阅读节选:
- - -

【“星睿O6”AI PC开发套件评测】人脸检测
本文介绍了瑞莎星睿 O6 (Radxa Orion O6) 开发板结合 Haar 级联和 YuNet 模型实现人脸检测的项目设计,包括板端推理和动态检测,并通过 cix 格式的预训练 FaceNet 模型文件实现板端 NPU 推理。
项目介绍
- 板端推理:结合 Haar 级联人脸检测模型,实现本地图片的推理;
- YuNet 模型:结合 YuNet 模型实现人脸检测和置信度标注;
- 动态检测:通过 USB 摄像头实现动态帧画面的人脸检测;
- NPU 推理:利用板载 NPU 资源实现基于 FaceNet 模型的人脸检测。
板端推理
结合相关人脸检测模型,实现本地图片的推理,主要包括部署OpenCV等所需库和软件包、下载预训练文件等准备工作、流程图、关键代码、效果演示等。
准备工作
- 终端执行指令
apt install python3-opencv
安装 OpenCV 库; - 安装进程结束后,执行指令
python3 -c "import cv2; print(cv2.__version__)"
获取 OpenCV 版本号并检验是否安装完成;
- 下载 OpenCV 人脸识别预训练文件 haarcascade_frontalface_default.xml ,以便后续推理时调用;
流程图
代码
执行 touch fd_xml.py
指令新建文件,并使用 nano 文本编辑器添加如下代码
import cv2
from pathlib import Path
def detect_faces(image_path: str,
max_side: int = 1280,
padding: float = 0.05) -> None:
"""
零切割人脸检测
:param image_path: 原图路径
:param max_side: 检测前最长边上限(越大越慢,越小越可能漏)
:param padding: 矩形向外扩的边距比例(0.05 = 5 %)
"""
# 1. 读图
img = cv2.imread(image_path)
if img is None:
raise FileNotFoundError(image_path)
h0, w0 = img.shape[:2]
# 2. 等比例缩放
scale = min(1.0, max_side / max(h0, w0))
if scale < 1.0:
img_small = cv2.resize(img, (int(w0 * scale), int(h0 * scale)),
interpolation=cv2.INTER_LINEAR)

- - -

区域标注条目
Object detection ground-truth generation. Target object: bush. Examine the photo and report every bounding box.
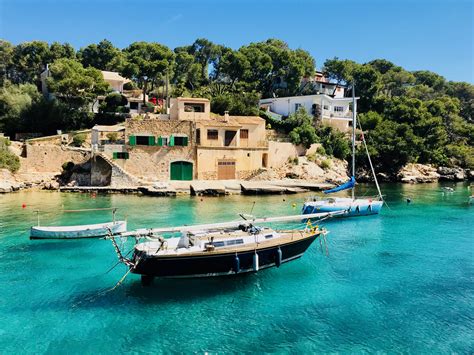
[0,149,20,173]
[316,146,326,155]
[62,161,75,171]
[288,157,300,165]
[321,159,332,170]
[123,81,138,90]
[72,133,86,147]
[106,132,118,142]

- - -

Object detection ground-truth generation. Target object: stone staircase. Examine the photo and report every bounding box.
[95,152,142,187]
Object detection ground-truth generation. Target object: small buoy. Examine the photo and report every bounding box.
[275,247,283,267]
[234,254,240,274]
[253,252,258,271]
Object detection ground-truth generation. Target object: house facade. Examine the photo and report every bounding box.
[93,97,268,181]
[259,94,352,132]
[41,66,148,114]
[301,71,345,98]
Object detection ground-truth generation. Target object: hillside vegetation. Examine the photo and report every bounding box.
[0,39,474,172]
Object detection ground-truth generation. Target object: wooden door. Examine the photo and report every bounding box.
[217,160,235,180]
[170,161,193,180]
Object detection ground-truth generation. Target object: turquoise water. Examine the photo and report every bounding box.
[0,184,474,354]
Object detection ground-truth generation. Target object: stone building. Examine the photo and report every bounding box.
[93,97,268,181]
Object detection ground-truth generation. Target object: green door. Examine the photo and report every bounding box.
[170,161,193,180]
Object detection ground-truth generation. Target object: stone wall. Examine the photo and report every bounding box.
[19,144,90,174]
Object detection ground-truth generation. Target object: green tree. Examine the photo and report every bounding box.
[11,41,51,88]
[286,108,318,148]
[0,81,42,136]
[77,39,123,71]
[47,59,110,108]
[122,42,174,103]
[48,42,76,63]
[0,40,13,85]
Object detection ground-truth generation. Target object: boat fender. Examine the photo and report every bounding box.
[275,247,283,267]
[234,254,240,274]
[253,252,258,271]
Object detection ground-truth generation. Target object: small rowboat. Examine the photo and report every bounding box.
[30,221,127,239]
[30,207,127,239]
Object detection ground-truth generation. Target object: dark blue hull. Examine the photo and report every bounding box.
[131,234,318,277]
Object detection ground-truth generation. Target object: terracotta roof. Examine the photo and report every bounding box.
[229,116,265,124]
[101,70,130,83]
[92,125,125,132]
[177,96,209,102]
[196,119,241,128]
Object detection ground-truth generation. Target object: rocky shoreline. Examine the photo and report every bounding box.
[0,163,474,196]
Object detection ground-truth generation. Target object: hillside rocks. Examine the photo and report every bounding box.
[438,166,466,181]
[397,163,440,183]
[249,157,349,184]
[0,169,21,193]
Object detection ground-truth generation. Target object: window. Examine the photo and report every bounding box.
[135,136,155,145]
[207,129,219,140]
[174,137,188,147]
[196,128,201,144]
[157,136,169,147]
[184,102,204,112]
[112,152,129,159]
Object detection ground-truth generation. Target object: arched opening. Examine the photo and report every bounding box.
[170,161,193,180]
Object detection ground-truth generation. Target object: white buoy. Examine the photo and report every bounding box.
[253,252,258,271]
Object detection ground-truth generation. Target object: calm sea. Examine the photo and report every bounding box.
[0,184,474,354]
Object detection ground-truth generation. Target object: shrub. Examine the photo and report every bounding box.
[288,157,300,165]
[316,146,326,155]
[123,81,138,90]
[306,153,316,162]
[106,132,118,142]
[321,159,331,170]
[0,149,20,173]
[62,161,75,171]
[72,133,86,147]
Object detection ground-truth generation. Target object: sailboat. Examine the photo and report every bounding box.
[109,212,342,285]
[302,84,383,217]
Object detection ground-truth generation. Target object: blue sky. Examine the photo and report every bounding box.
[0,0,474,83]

- - -

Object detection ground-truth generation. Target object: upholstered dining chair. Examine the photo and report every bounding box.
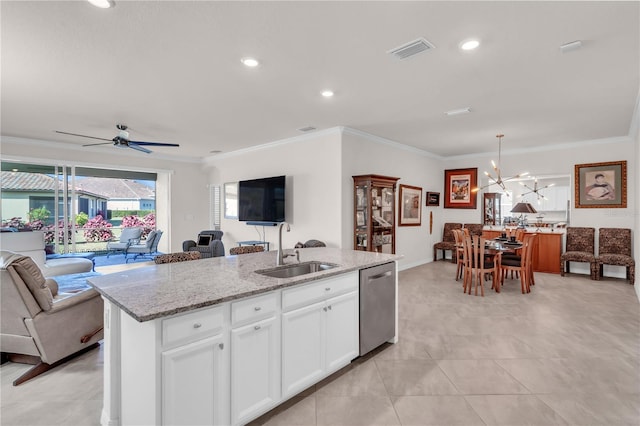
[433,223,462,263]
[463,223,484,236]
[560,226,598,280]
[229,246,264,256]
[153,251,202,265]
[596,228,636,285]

- - -

练习题组:
A. 节选的"项目介绍"部分列出了哪几项内容?请写出每一项冒号前的名称。
B. 挑出条目中所有含有字符串"buoy"的行,并逐行抄录。
上述节选与各条目彼此独立,内容互不相关。

各题答案:
A. 板端推理、YuNet 模型、动态检测、NPU 推理

B.
Object detection ground-truth generation. Target object: small buoy. Examine the photo and report every bounding box.
Object detection ground-truth generation. Target object: white buoy. Examine the photo and report every bounding box.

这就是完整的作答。